- [Leseauszug]
Samstag, August 29, 2020

"Und als ich über diese unheimliche Zufälligkeit weiter nachdachte, verwunderte ich mich aufs neue, wie es überhaupt möglich gewesen sei, daß ich, noch in den Kinderschuhen stehend, meinen unberatenen Willen so leicht habe durchsetzen können in einer das ganze lange Leben bestimmenden Sache. Ich war noch nicht über die Jugendidee hinaus, daß eine solche Selbstbestimmung im zartesten Alter das Rühmlichste sei, was es geben könne; allein es begann mir jetzt doch unerwartet die Einsicht aufzugehen, das Ringen mit einem streng bedächtigen Vater, der über die Schwelle des Hauses hinauszublicken vermag, sei ein besseres Stahlbad für die jugendliche Werdekraft als unbewehrte Mutterliebe. Zum ersten Male meines Erinnerns ward ich dieses Gefühles der Vaterlosigkeit deutlicher inne, und es wallte mir augenblicklich heiß bis unter die Haarwurzeln hinauf, als ich mir rasch vergegenwärtigte, wie ich durch das Leben des Vaters der frühen Freiheit beraubt, vielleicht gewaltsamer Zucht unterworfen, aber dafür auch auf gesicherte Wege geführt worden wäre. Indem ich bei dieser Vorstellung von Sehnsucht und Widerspruch, von einem mir unbekannten, aber süßen Gefühle des Gehorsams und trotziger Freiheitslust gleichzeitig erglühte, suchte ich die mir fast gänzlich vermischte Gestalt heraufzuführen, vermochte es aber im Wogen der Gedanken zuletzt nur durch das Auge der Mutter, wie sie den Abgeschiedenen im Traume gesehen.

Im Verlaufe der Zeit hatte sie nämlich wiederholt, aber immer nur nach jahrelangen Unterbrechungen, vom Vater geträumt, vielleicht zwei- oder dreimal, gleichsam zum Wahrzeichen, wie selten solche geheimnisvolle Lichtblicke tiefsten Glückes uns vergönnt sind. Jedesmal aber hatte sie am Morgen das Begebnis, das nach langem Ausbleiben so unerwartet gekommen, mit dankbarer Freude erzählt und die Art und Weise der Erscheinung beschrieben.

- [Datenabschnitt]
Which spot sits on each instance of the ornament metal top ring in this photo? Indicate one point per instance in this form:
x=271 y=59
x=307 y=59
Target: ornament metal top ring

- [Schriftliche Aufgaben]
**a)** Bitte gib aus dem Leseauszug den Abschnitt wörtlich wieder, der bei „Im Verlaufe der“ beginnt und bei „der Erscheinung beschrieben.“ endet.
**b)** Wie oft hat die Mutter laut dem Leseauszug im Verlauf der Zeit vom Vater geträumt?

- [Ergebnisse je Aufgabe]
**a)**
Im Verlaufe der Zeit hatte sie nämlich wiederholt, aber immer nur nach jahrelangen Unterbrechungen, vom Vater geträumt, vielleicht zwei- oder dreimal, gleichsam zum Wahrzeichen, wie selten solche geheimnisvolle Lichtblicke tiefsten Glückes uns vergönnt sind. Jedesmal aber hatte sie am Morgen das Begebnis, das nach langem Ausbleiben so unerwartet gekommen, mit dankbarer Freude erzählt und die Art und Weise der Erscheinung beschrieben.

**b)** Vielleicht zwei- oder dreimal.